- BAGIAN LATIHAN:
a) Jawablah pertanyaan berikut berdasarkan teks tentang membaca Al-Qur'an di bulan Ramadhan.
(i) Berapa bagian Al-Qur'an yang seharusnya sudah dibaca mulai pertengahan Ramadhan?
(ii) Dari siapa hadis dalam teks itu diriwayatkan?
(iii) Dalam berapa hari Rasulullah akhirnya menyuruh mengkhatamkan Al-Qur'an, dengan larangan lebih dari itu?
b) Salin kembali bagian teks tentang membaca Al-Qur'an di bulan Ramadhan, mulai dari kata "Bacalah (khatamkanlah) Al Quran" dan berakhir pada kata "Bukhari No. 5054).".

2. Mulai pertengahan Ramadhan harusnya separuh Al-Qur’an sudah kita baca.

Dari ‘Abdullah bin ‘Amr, ia berkata bahwa Rasulullah shallallahu ‘alaihi wa sallam bersabda,

« اقْرَإِ الْقُرْآنَ فِى شَهْرٍ » . قُلْتُ إِنِّى أَجِدُ قُوَّةً حَتَّى قَالَ « فَاقْرَأْهُ فِى سَبْعٍ وَلاَ تَزِدْ عَلَى ذَلِكَ »

Bacalah (khatamkanlah) Al Quran dalam sebulan.” ‘Abdullah bin ‘Amr lalu berkata, “Aku mampu menambah lebih dari itu.” Beliau pun bersabda, “Bacalah (khatamkanlah) Al Qur’an dalam tujuh hari, jangan lebih daripada itu.” (HR. Bukhari No. 5054).

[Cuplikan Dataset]
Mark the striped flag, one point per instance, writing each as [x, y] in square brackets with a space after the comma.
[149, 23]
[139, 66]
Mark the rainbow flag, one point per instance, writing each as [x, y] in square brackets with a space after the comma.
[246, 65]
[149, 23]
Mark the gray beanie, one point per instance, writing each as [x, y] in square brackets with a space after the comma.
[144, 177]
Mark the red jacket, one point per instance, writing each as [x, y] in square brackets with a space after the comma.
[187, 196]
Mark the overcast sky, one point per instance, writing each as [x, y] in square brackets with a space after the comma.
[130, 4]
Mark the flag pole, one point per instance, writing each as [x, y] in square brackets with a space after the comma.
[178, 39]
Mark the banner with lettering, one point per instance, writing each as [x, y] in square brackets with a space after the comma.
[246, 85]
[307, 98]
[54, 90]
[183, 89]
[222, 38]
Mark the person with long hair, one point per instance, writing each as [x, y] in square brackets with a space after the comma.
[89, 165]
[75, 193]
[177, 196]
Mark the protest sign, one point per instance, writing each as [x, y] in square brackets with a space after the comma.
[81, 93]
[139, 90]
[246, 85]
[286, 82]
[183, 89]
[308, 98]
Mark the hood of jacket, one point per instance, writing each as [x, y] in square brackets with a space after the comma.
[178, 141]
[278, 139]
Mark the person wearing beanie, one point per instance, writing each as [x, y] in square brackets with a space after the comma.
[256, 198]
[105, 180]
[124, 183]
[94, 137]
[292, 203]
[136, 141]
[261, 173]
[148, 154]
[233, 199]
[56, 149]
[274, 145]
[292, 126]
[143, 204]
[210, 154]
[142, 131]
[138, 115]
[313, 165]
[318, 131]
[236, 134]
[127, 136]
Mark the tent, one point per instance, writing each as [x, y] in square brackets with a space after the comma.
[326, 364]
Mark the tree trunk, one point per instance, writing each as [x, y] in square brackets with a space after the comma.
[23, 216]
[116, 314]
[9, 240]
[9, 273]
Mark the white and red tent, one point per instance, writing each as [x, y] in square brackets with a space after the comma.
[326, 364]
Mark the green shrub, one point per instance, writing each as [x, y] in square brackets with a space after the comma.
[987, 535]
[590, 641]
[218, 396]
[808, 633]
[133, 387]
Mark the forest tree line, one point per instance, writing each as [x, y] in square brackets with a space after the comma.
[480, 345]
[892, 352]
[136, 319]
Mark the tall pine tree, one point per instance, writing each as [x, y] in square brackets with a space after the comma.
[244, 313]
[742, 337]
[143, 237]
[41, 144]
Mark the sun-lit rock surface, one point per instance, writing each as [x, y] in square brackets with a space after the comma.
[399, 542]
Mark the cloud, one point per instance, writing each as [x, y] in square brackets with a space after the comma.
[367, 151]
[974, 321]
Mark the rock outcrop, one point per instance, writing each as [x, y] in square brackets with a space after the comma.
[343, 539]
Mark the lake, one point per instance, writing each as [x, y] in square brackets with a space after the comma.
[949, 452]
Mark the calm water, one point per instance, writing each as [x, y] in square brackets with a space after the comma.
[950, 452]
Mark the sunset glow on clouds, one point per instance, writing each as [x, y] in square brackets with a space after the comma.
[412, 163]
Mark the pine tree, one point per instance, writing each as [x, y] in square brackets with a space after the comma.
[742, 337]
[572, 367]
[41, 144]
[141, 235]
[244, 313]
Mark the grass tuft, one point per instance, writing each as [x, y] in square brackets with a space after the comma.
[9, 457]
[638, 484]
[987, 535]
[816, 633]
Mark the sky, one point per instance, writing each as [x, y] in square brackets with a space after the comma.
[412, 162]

- JAWABAN LATIHAN:
a)
(i) Separuh Al-Qur'an.
(ii) Dari 'Abdullah bin 'Amr.
(iii) Dalam tujuh hari.

b)
Bacalah (khatamkanlah) Al Quran dalam sebulan.” ‘Abdullah bin ‘Amr lalu berkata, “Aku mampu menambah lebih dari itu.” Beliau pun bersabda, “Bacalah (khatamkanlah) Al Qur’an dalam tujuh hari, jangan lebih daripada itu.” (HR. Bukhari No. 5054).